# EXTRACT PROVIDED
◆ ◆ ◆ ◆ ◆

Set your team up for success (week 9 – 10)
Your focus area for weeks 9 and 10 is making sure that everyone understands their collective responsibility for performance.
Spend 30-40 minutes creating your plan now, then follow it for the next 2 weeks, everyday.
Simple.
Mutual accountability
What to do
You’re going to be talking about mutual accountability as the hallmark of great collective performance. This means collective first and individual second. The work you have done so far makes this possible. It means everyone playing their part and everyone holding everyone else to account to play their part.
Why do it
When there is mutual accountability there is helpful challenge and support amongst everyone. All this is focused on the collective effort to get better and achieve your purpose. This part of the plan will:
- Help everyone be clear on responsibilities towards collective performance
- Bring role clarity when it comes to supporting and challenging one another
- Mean that no-one can succeed if the team fails
How to do it
There are 3 steps to take with this. Read these through, look at the example and then create your own plan.
1. Eyes on the prize
Mutual accountability for team performance is not always easy. You might be working against lots of existing practices and processes that focus on individual performance and results. This part of the team plan will be the start in making this happen, but don’t expect everything to happen.
2. Getting ready
Think about great teams and collective efforts you know about. Either ones you’ve worked in or ones you know of – in business or any other environment. Think about how everyone puts the collective purpose first – and at the same time how everyone benefitted personally from this. This is what you need to be able to communicate.
3. Getting going
This is about explaining the principle of mutual accountability for collective performance. You might ask “who is responsible for the performance of the team?” and discuss the pros and cons of applying this principle. Be prepared to clearly explain why mutual accountability is important for you all to achieve your collective purpose.
Example plan
You’re nearly ready to talk about this critical team performance principle. To help you along the way, we’ve completed an example of how you can introduce the principle and get it working. Read through it, get some ideas from it and then create your own plan.

◆ ◆ ◆ ◆ ◆

# GOAL
According to the team guide on mutual accountability above, how much time should be spent creating the plan?

# INFORMATION SUPPLIED
◆ ◆ ◆ ◆ ◆

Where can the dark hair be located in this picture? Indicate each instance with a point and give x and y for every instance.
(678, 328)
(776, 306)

◆ ◆ ◆ ◆ ◆

# TASK SOLUTION
30-40 minutes.